Kutipan Teks:
===============

Benarkah Genetik Bisa Menentukan Intoleransi Makanan? Temuan Ini Mungkin Mengubah Cara Kamu Makan Selamanya
- Pixaby
Lifestyle –Pernahkah kamu merasa kembung, mual, atau kelelahan setelah mengonsumsi makanan tertentu, padahal orang lain yang makan hal yang sama tampak baik-baik saja? Kondisi ini dikenal sebagai intoleransi makanan, dan meskipun sering disalahartikan sebagai alergi, intoleransi sebenarnya bekerja dengan mekanisme berbeda dan bisa jauh lebih kompleks. Yang mengejutkan, penelitian terbaru menunjukkan bahwa faktor genetik mungkin memegang peran kunci dalam menentukan siapa yang berisiko mengalami intoleransi makanan.

===============

(Data ekspresi rujukan)

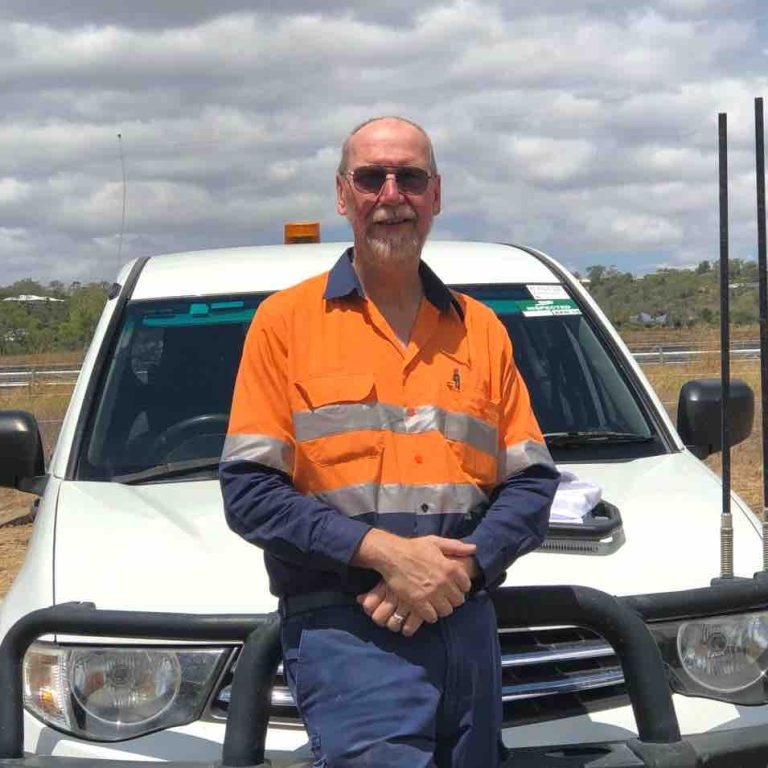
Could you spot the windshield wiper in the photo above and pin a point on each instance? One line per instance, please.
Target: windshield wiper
(600, 437)
(170, 470)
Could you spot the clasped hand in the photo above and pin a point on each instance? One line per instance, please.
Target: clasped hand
(425, 581)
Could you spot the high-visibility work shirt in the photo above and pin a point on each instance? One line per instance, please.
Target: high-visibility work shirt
(337, 426)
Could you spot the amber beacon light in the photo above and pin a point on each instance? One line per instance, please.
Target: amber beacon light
(302, 232)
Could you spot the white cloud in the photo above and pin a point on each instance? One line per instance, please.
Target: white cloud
(581, 128)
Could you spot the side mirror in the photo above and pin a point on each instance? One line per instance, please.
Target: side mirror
(698, 414)
(21, 451)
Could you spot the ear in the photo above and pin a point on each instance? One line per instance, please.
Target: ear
(436, 199)
(341, 204)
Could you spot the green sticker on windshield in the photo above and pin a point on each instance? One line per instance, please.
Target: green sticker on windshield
(533, 307)
(548, 307)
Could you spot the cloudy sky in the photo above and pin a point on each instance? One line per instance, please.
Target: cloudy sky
(586, 129)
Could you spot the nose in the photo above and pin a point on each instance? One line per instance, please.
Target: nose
(390, 192)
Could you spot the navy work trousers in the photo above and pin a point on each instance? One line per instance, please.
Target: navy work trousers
(370, 697)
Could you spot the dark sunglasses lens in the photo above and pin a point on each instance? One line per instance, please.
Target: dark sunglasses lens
(413, 180)
(369, 179)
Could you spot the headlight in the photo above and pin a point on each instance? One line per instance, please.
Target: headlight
(724, 657)
(110, 694)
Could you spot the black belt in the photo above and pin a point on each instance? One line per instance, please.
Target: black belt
(310, 601)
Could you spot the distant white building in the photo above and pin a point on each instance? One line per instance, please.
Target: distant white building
(30, 297)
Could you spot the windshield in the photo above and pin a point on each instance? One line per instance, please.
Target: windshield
(164, 405)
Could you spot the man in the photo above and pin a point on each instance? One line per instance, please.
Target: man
(376, 414)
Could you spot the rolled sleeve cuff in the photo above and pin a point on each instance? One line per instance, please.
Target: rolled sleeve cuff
(340, 538)
(493, 561)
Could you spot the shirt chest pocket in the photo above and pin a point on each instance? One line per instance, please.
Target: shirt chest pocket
(472, 422)
(337, 419)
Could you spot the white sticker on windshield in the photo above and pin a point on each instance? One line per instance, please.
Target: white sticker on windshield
(547, 291)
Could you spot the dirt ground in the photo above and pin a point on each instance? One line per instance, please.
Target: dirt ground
(49, 404)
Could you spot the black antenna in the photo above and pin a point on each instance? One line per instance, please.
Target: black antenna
(726, 522)
(763, 302)
(122, 220)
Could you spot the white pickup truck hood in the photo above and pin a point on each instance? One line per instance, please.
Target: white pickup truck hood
(166, 547)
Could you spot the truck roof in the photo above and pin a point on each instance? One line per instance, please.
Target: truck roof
(273, 267)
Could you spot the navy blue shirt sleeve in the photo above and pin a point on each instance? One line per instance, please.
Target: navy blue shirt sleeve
(262, 505)
(516, 522)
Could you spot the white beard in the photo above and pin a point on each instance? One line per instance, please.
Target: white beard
(397, 247)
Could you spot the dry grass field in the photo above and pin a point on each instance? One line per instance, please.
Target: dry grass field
(48, 403)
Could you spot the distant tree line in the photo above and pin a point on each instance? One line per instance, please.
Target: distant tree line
(679, 297)
(29, 327)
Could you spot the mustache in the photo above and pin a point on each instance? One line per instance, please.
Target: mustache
(384, 215)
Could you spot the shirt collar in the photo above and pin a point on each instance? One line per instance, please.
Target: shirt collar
(343, 281)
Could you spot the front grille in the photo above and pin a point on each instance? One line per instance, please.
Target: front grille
(547, 673)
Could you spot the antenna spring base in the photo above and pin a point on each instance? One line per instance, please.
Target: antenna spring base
(726, 546)
(765, 538)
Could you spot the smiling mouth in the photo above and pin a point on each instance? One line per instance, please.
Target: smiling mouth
(392, 222)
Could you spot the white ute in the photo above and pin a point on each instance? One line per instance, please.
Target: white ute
(130, 515)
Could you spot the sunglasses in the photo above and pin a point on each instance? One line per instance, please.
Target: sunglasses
(369, 179)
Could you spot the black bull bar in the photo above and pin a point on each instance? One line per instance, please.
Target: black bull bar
(621, 621)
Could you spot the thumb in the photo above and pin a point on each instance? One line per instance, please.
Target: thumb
(454, 547)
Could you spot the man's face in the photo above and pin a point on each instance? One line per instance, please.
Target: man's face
(392, 224)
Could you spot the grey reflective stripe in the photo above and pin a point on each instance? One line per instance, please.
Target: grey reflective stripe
(261, 449)
(515, 458)
(352, 417)
(387, 498)
(336, 419)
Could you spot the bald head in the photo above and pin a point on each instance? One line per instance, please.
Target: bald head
(364, 129)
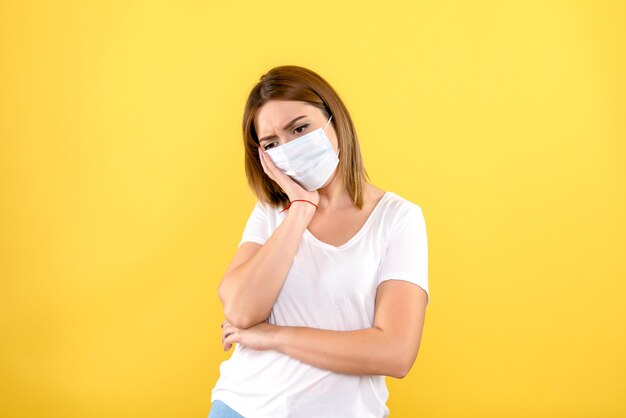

===============

Petunjuk:
- 1) Dalam artikel tentang intoleransi makanan, intoleransi makanan sering disalahartikan sebagai apa?
- 2) Apakah pernyataan berikut sesuai dengan artikel tentang intoleransi makanan? Jawab ya atau tidak untuk masing-masing, lalu kutip kata-kata artikel yang menentukan jawabannya.
(a) Intoleransi makanan bekerja dengan mekanisme yang sama seperti alergi.
(b) Penelitian terbaru menunjukkan bahwa faktor genetik mungkin berperan dalam menentukan siapa yang berisiko mengalami intoleransi makanan.
(c) Kelelahan disebut sebagai salah satu keluhan setelah mengonsumsi makanan tertentu.
- 3) Sambung artikel tentang intoleransi makanan mulai dari kalimat terakhirnya.
Materi tersebut tidak perlu digunakan.

Jawaban Bernomor:
- 1) Alergi.

- 2)
(a) Tidak: "intoleransi sebenarnya bekerja dengan mekanisme berbeda"
(b) Ya: "faktor genetik mungkin memegang peran kunci dalam menentukan siapa yang berisiko mengalami intoleransi makanan"
(c) Ya: "merasa kembung, mual, atau kelelahan setelah mengonsumsi makanan tertentu"

- 3)
Selama ini, kita terbiasa menganggap intoleransi makanan sebagai masalah pencernaan semata. Misalnya, seseorang yang tidak bisa mencerna laktosa dianggap hanya kekurangan enzim laktase. Namun, mengapa kekurangan itu terjadi hanya pada sebagian orang dan tidak pada yang lain? Di sinilah genetik mulai mengambil peran. Ilmu pengetahuan kini menemukan bahwa variasi gen tertentu dapat memengaruhi cara tubuh memproses zat-zat dalam makanan. Ini berarti bahwa intoleransi bukan sekadar masalah kebiasaan makan, melainkan bisa berasal dari struktur biologis yang kamu warisi sejak lahir.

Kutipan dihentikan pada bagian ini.